◆ **PASSAGE SHOWN**
^^^^

Bloomberg proudly announces its newest class of early-career researchers to receive the Bloomberg Data Science Ph.D. Fellowship for 2020-2021. These three doctoral students are engaged in research that complements ongoing artificial intelligence projects at Bloomberg. They will receive financial and professional support to pursue their research interests over the course of the academic year as they work towards the completion of their doctoral degrees.
The fellowship program is an extension of Bloomberg’s Data Science Research Grant Program, which has promoted relationship building between the company and academic researchers around the world in the fields broadly construed as AI, such as machine learning (ML), natural language processing (NLP), information retrieval (IR), recommender systems, time series analyses, and optimization. Working with the company’s CTO Office, more than 50 data scientists, machine learning engineers, and AI researchers participated in the review of more than 100 fellowship applications this year. They selected three recipients on the basis of their outstanding proposals and academic references. Each of this year’s Fellows displayed exceptional novelty in their fields and delivered proposals of relevance to Bloomberg with significant business potential.
Now in its third year, the competitive fellowship has consistently attracted motivated talent. “It is exciting to see the program evolve with more and more exceptional and innovative projects from new cohorts,” said Jing Wang, a senior researcher in Bloomberg’s AI Engineering group who works on enrichment of news and social media content using novel natural language processing methods.
Minjie Xu, a senior researcher in the AI Engineering group who works on clustering and summarization, notes that each year’s crop of Fellows has demonstrated the desire to make a “tangible impact” on the world. Fellows work closely with Bloomberg’s team of AI scientists and engineers, who provide support over the course of the academic year as mentors or co-authors.
“I self-identify more as a collaborator than a mentor when working with them,” Xu said of the Fellows. “On the technical side, we often identify similar problems proactively and even come up with similar solutions. Discussions feel like a breeze and we constantly get inspired by each other’s ideas.”
The Fellows also bring new perspectives and fresh eyes to problems that Bloomberg’s researchers are working on, according to Chen-Tse Tsai, a senior researcher who works on pattern recognition in the AI Engineering group.

^^^^

◆ **DATA**
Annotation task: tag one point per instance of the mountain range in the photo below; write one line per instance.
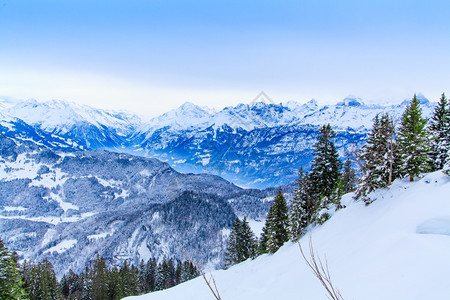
(255, 145)
(69, 206)
(77, 181)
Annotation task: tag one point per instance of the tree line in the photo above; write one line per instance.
(418, 145)
(97, 282)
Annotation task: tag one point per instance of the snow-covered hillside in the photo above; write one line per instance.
(396, 248)
(255, 145)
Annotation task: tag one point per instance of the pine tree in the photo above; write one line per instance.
(325, 169)
(114, 284)
(348, 180)
(10, 279)
(232, 252)
(297, 212)
(412, 142)
(248, 241)
(439, 128)
(378, 157)
(242, 243)
(99, 275)
(277, 224)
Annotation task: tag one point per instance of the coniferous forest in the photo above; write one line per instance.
(394, 149)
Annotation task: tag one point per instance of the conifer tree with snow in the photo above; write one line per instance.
(439, 128)
(232, 252)
(242, 243)
(303, 207)
(10, 279)
(325, 170)
(349, 181)
(413, 145)
(276, 227)
(378, 157)
(248, 241)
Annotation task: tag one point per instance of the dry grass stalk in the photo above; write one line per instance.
(321, 271)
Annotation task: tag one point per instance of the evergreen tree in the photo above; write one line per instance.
(276, 232)
(248, 241)
(439, 128)
(412, 142)
(349, 181)
(10, 279)
(189, 271)
(114, 284)
(262, 242)
(242, 243)
(232, 252)
(297, 211)
(99, 275)
(378, 157)
(325, 169)
(129, 279)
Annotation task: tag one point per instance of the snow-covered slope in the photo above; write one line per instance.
(89, 127)
(396, 248)
(256, 145)
(67, 207)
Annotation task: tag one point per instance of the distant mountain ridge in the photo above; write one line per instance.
(257, 145)
(68, 207)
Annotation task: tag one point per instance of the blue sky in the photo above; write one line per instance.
(151, 56)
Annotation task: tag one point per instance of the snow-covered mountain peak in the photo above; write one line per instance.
(62, 116)
(422, 100)
(351, 101)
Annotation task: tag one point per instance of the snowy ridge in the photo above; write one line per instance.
(256, 145)
(67, 207)
(396, 248)
(61, 116)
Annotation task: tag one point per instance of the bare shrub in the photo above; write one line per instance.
(321, 271)
(212, 287)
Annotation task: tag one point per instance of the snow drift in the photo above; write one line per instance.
(396, 248)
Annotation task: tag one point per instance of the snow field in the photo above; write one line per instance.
(396, 248)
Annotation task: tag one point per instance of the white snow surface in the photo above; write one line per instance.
(396, 248)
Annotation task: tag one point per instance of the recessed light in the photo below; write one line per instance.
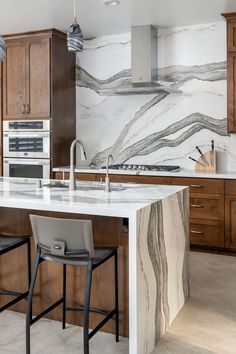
(111, 2)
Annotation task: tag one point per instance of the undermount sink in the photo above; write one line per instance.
(60, 185)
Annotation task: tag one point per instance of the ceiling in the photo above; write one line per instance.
(96, 19)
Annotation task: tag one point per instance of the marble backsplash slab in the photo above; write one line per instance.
(158, 128)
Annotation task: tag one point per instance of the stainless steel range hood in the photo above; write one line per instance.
(144, 71)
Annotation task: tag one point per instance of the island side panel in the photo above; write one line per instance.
(162, 267)
(107, 231)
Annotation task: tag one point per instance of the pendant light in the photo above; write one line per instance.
(75, 36)
(2, 49)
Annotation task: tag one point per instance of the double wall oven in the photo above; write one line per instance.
(26, 148)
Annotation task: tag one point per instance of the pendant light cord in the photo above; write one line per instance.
(74, 11)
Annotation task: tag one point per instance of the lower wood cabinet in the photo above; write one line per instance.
(207, 206)
(230, 221)
(207, 233)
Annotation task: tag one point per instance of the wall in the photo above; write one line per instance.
(158, 128)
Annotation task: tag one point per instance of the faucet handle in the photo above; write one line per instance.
(107, 184)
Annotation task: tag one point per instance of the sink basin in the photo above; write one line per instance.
(56, 185)
(82, 187)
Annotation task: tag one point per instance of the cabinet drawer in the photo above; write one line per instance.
(201, 185)
(207, 206)
(206, 232)
(230, 186)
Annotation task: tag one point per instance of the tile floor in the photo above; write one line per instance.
(206, 325)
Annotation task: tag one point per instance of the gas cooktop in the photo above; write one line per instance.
(132, 167)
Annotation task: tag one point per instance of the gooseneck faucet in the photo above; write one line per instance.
(107, 179)
(72, 184)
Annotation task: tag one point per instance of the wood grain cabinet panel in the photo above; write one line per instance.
(39, 78)
(201, 185)
(14, 80)
(231, 93)
(230, 221)
(207, 206)
(231, 71)
(231, 36)
(207, 232)
(26, 84)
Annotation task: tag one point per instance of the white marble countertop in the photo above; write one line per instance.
(89, 198)
(181, 173)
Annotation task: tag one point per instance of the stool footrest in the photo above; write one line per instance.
(10, 293)
(14, 301)
(102, 323)
(91, 309)
(43, 313)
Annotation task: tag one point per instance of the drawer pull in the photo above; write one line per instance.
(196, 232)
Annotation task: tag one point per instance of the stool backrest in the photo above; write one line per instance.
(75, 235)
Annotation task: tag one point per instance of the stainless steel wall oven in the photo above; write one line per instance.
(26, 148)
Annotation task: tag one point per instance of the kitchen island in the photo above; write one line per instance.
(156, 218)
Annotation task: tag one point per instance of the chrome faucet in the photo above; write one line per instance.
(72, 184)
(107, 179)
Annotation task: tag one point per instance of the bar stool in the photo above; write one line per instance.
(69, 241)
(7, 244)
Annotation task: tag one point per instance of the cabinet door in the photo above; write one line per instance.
(230, 221)
(232, 36)
(231, 93)
(38, 79)
(14, 80)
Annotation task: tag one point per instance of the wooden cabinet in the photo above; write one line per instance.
(39, 77)
(39, 82)
(230, 214)
(206, 232)
(206, 210)
(26, 78)
(231, 71)
(200, 185)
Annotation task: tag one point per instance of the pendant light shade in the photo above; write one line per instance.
(75, 36)
(2, 49)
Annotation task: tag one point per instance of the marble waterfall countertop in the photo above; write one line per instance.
(89, 198)
(158, 259)
(181, 173)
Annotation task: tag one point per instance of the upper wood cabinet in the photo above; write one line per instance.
(26, 79)
(37, 72)
(231, 71)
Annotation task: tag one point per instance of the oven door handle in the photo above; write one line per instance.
(26, 162)
(23, 135)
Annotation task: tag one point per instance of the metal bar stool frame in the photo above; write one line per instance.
(23, 240)
(86, 308)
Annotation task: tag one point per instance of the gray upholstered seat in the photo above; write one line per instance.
(7, 241)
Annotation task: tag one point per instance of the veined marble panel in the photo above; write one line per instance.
(162, 267)
(159, 128)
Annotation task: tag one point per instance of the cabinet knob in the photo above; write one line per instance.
(27, 108)
(196, 232)
(197, 205)
(23, 108)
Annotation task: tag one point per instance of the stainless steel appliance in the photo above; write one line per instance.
(26, 148)
(26, 168)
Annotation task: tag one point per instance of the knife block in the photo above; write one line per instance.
(211, 167)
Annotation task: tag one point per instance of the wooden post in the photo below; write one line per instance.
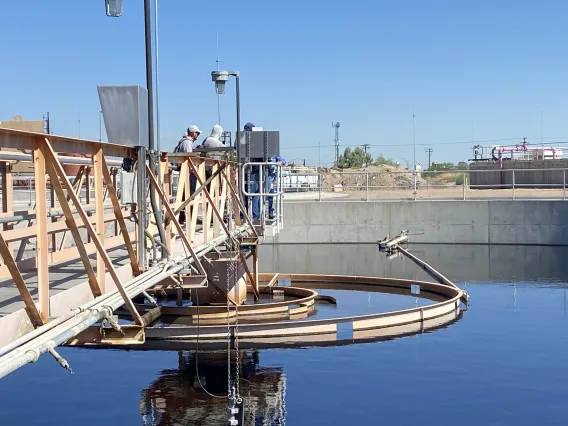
(98, 165)
(87, 192)
(41, 231)
(72, 225)
(98, 243)
(120, 219)
(171, 214)
(7, 193)
(31, 308)
(255, 271)
(114, 173)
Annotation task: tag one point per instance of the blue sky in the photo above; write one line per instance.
(479, 70)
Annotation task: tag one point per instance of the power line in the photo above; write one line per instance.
(336, 140)
(427, 144)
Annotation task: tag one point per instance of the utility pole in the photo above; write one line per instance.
(336, 140)
(218, 95)
(100, 126)
(47, 124)
(541, 136)
(413, 138)
(429, 152)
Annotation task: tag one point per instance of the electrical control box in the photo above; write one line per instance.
(259, 144)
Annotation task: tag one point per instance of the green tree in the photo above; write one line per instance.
(356, 158)
(382, 160)
(438, 167)
(462, 165)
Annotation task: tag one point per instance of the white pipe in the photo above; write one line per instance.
(73, 313)
(114, 300)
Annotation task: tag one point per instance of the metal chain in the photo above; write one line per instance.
(233, 268)
(229, 227)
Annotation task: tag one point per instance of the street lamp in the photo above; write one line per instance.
(113, 8)
(220, 78)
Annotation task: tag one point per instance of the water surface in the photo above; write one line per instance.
(504, 363)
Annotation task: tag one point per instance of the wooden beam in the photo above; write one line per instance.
(65, 255)
(41, 231)
(255, 271)
(20, 139)
(77, 184)
(98, 243)
(72, 225)
(170, 212)
(253, 283)
(166, 179)
(236, 198)
(120, 218)
(211, 202)
(98, 165)
(31, 307)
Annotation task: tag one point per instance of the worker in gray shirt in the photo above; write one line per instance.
(213, 141)
(186, 144)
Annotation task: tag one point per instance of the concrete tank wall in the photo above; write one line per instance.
(492, 176)
(464, 222)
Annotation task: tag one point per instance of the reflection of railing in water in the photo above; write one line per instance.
(176, 396)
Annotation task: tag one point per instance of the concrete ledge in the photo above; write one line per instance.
(460, 222)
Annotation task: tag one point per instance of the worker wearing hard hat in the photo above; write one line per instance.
(186, 144)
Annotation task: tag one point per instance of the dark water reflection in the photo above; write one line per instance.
(504, 363)
(176, 397)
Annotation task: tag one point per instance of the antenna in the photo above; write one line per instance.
(429, 151)
(218, 95)
(336, 140)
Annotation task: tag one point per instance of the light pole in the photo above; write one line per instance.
(220, 78)
(100, 126)
(114, 9)
(414, 151)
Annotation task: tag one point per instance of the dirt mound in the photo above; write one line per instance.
(378, 177)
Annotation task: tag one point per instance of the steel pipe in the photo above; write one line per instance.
(15, 156)
(73, 313)
(23, 350)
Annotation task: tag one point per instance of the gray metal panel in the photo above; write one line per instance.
(125, 113)
(263, 144)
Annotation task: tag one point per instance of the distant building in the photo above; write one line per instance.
(26, 125)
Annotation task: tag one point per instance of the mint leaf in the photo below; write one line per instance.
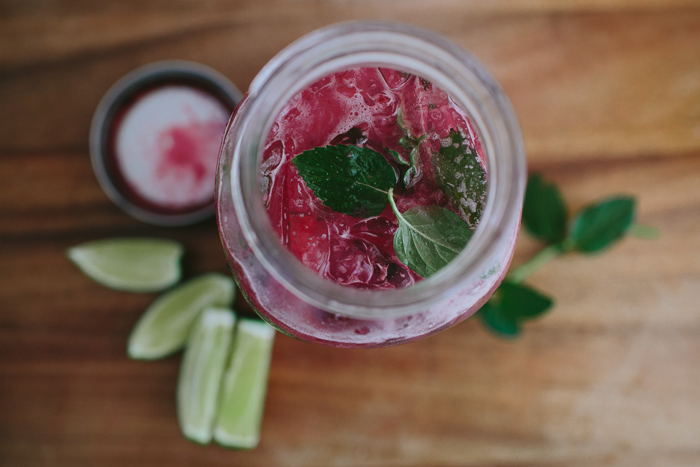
(460, 175)
(512, 304)
(348, 179)
(544, 211)
(598, 225)
(428, 237)
(498, 323)
(519, 301)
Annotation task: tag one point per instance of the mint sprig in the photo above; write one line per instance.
(544, 211)
(593, 228)
(461, 177)
(411, 144)
(359, 182)
(428, 237)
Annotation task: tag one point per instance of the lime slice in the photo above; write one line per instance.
(131, 264)
(164, 327)
(200, 374)
(244, 386)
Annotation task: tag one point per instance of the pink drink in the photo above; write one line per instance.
(334, 279)
(357, 107)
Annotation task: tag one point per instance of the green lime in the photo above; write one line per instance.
(131, 264)
(164, 327)
(200, 373)
(244, 386)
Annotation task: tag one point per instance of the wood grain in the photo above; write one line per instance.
(608, 96)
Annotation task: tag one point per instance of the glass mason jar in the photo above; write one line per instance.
(293, 298)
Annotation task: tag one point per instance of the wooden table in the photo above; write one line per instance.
(608, 95)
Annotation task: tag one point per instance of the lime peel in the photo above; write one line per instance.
(165, 326)
(200, 374)
(244, 386)
(132, 264)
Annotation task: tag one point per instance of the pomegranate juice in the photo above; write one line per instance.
(404, 118)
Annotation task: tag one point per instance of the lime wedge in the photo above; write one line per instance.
(244, 386)
(164, 327)
(200, 374)
(131, 264)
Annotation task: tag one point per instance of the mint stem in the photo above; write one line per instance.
(393, 204)
(525, 270)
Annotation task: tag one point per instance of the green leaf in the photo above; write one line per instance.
(348, 179)
(544, 211)
(599, 225)
(519, 301)
(498, 323)
(460, 175)
(429, 237)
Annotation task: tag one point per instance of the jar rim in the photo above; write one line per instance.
(397, 46)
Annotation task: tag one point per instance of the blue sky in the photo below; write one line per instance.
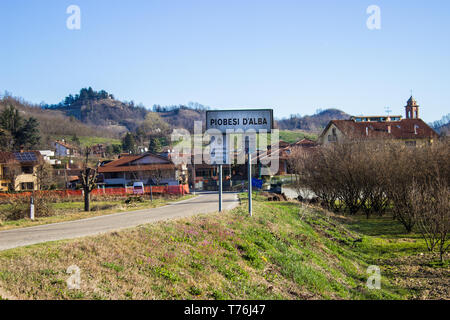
(292, 56)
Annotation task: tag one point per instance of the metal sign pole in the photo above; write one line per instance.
(193, 174)
(32, 208)
(249, 183)
(220, 188)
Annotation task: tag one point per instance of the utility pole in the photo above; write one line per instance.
(249, 183)
(220, 188)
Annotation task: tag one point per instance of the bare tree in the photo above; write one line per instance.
(44, 176)
(88, 179)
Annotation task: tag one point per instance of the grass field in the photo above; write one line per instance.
(284, 251)
(74, 210)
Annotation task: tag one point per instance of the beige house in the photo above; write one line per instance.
(149, 168)
(18, 170)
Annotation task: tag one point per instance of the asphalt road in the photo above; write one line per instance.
(203, 203)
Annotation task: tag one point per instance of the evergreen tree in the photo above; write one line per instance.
(23, 133)
(155, 145)
(129, 143)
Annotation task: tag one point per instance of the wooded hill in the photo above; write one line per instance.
(314, 123)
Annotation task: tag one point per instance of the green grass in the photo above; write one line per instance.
(74, 210)
(285, 251)
(88, 140)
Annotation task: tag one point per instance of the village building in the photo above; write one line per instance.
(18, 170)
(149, 168)
(63, 149)
(410, 131)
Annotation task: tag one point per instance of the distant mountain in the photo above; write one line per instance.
(102, 110)
(314, 123)
(181, 116)
(53, 122)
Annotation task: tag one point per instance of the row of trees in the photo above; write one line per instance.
(17, 132)
(370, 177)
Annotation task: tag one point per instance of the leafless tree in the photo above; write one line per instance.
(88, 179)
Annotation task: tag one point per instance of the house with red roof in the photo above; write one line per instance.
(149, 168)
(410, 131)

^^^^

◆ **PROBLEMS TO WORK ON**
1. How many rows contain the string "building"? Case counts, so give only the number.
2. Write the next part of the Bloomberg fellowship announcement, picking up after its last sentence.

◆ **ANSWERS TO THE PROBLEMS**
1. 2

2.
“The reviewing process itself is very fulfilling, as we get to use our experience to gauge the soundness of different proposals from the top Ph.D. students and their advisors in the field. We then get to help guide the selected proposals with the experience we’ve gained at Bloomberg working on real products.”
Data Science Fellows receive the opportunity to renew their fellowship annually for up to three years. In the summer of 2021, the three winners will participate in an internship program to leverage their research aims in Bloomberg services or products.
Alexander Spangher, a Ph.D. candidate in the Department of Computer Science at the USC Viterbi School of Engineering, notes that the Fellowship offered a unique opportunity to further his work in NLP and computational journalism. “There is no other journalism company that has 2,800 reporters on staff, deep engineering expertise and senior AI/NLP researchers, and vast and reliable high-quality data resources,” he says. “Real-world data is readily available, product pipelines are swift and robust, and the opportunity to have an impact is real.”
Spangher’s interest in journalism dates back to his high-school days, but his current research interests emerged from his work as a data scientist at The New York Times, where he received an inside look at the challenges traditional newsrooms face in sourcing and gathering material under tight budgets and in an evolving media landscape. Spangher’s research involves building content models for stories that highlight gaps in information, identify potential sources, and retrieve relevant background information. As a Data Science Fellow, Spangher will develop human-in-the-loop pipelines to aid journalists in finding new stories, sources, and information throughout the writing process.
With the support of Bloomberg’s real-world financial data, Sheena Panthaplackel of the University of Texas at Austin’s Department of Computer Science seeks to use her fellowship to probe the interplay between software and natural language. For instance, engineers invest significant time and resources to write source code comments to document crucial data about software usage and error. As Panthaplackel notes, this task can be streamlined by developing AI-driven tools that harness natural language elements which emerge from human-generated search queries, comments, and error reports.
Panthaplackel’s research is intended to facilitate software development with tasks including code comprehension, code maintenance, and issue resolution through natural language elements. This will reduce confusion, minimize software vulnerability, and ultimately save time in the software development process. “With Bloomberg technology being used across the financial markets, Bloomberg engineers and researchers take on an extremely important role, which requires delivering efficient and reliable software products and also quickly adapting software for evolving market conditions,” Panthaplackel says. “I hope to evaluate how my research can be applied to facilitate the workflow for developing this financial software.”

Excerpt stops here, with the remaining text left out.